_SELECTED TEXT_
-*-

Unlike traditional message system, a message stored in Kafka system doesn’t have explicit message ids.

Messages are exposed by the logical offset in the log. This avoids the overhead of maintaining auxiliary, seek-intensive random-access index structures that map the message ids to the actual message locations. Messages ids are incremental but not consecutive. To compute the id of next message adds a length of the current message to its logical offset.

Consumer always consumes messages from a particular partition sequentially and if the consumer acknowledges particular message offset, it implies that the consumer has consumed all prior messages. Consumer issues asynchronous pull request to the broker to have a buffer of bytes ready to consume. Each asynchronous pull request contains the offset of the message to consume. Kafka exploits the sendfile API to efficiently deliver bytes in a log segment file from a broker to a consumer.

-*-

_TASK INSTRUCTIONS_
1. According to the Kafka messaging text, why are messages exposed by their logical offset in the log instead of by explicit message ids? Answer in one to three sentences.
2. Continue the text on Kafka message offsets and consumption, picking up after its final sentence about the sendfile API.
The listing that comes after this text was taken from a different source.

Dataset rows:
-*-

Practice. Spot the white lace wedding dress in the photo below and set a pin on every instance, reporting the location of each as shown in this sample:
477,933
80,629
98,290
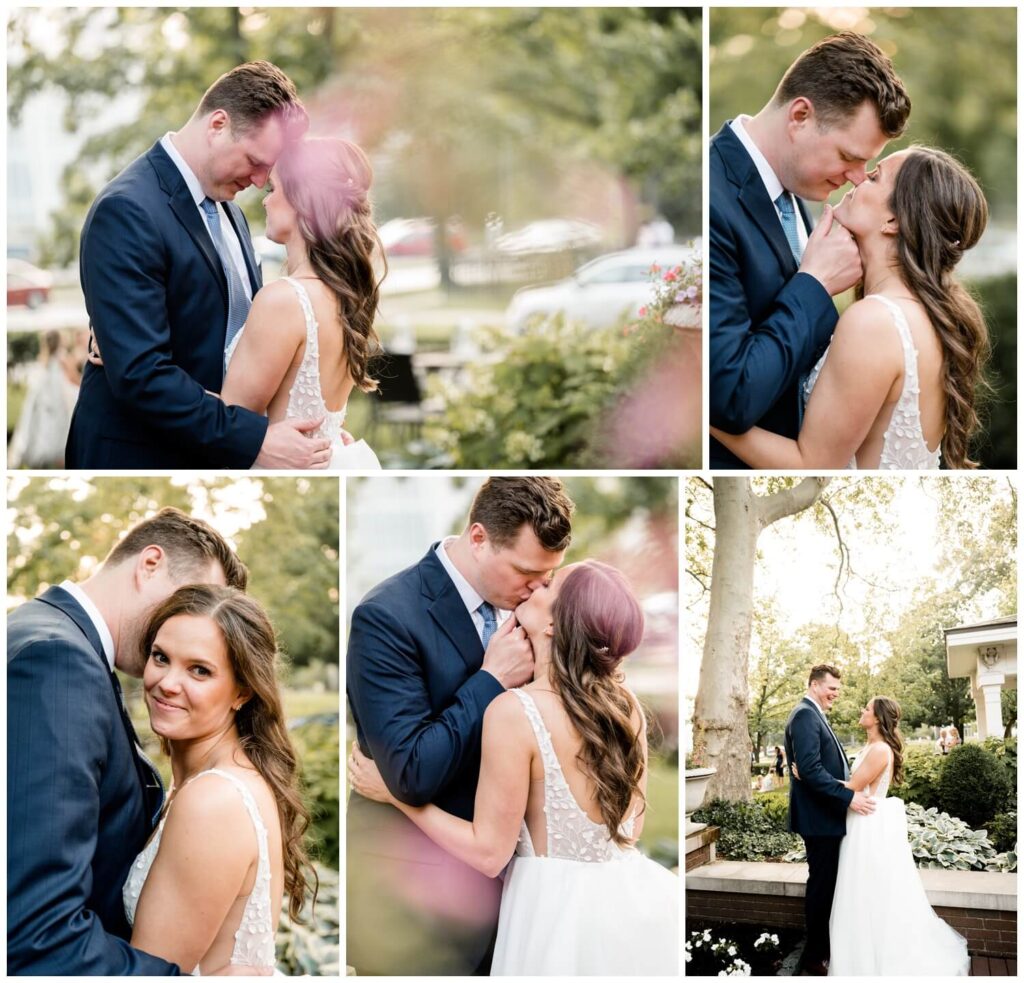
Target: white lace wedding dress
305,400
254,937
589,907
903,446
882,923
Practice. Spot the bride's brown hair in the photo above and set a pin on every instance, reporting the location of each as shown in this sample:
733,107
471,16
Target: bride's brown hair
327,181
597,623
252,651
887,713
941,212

-*-

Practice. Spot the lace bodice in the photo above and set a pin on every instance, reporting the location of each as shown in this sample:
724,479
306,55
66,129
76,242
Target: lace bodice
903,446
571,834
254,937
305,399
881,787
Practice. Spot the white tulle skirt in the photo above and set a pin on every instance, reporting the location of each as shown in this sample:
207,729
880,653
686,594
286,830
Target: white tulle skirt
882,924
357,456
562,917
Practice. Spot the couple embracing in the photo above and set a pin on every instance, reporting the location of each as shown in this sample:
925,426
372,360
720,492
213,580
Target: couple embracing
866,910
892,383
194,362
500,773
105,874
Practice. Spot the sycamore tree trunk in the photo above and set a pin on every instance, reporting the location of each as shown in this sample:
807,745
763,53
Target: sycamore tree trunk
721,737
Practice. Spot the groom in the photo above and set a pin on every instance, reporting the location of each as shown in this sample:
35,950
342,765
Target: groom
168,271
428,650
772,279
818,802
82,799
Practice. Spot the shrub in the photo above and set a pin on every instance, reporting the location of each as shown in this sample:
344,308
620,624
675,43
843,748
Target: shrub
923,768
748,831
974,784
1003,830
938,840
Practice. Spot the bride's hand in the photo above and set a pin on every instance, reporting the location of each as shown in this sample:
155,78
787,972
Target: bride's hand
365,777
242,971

-*-

_ANSWERS BELOW_
1. Exposing messages by their logical offset avoids the overhead of maintaining auxiliary, seek-intensive random-access index structures that map message ids to the actual message locations.

2.
3Fig3

Figure 3: Kafka Storage Architecture

Kafka Broker

Unlike other message system, Kafka brokers are stateless. This means that the consumer has to maintain how much it has consumed. Consumer maintains it by itself and broker would not do anything. Such design is very tricky and innovative in itself.

  • It is very tricky to delete message from the broker as broker doesn’t know whether consumer consumed the message or not. Kafka innovatively solves this problem by using a simple time-based SLA for the retention policy. A message is automatically deleted if it has been retained in the broker longer than a certain period.
  • This innovative design has a big benefit, as consumer can deliberately rewind back to an old offset and re-consume data. This violates the common contract of a queue, but proves to be an essential feature for many consumers.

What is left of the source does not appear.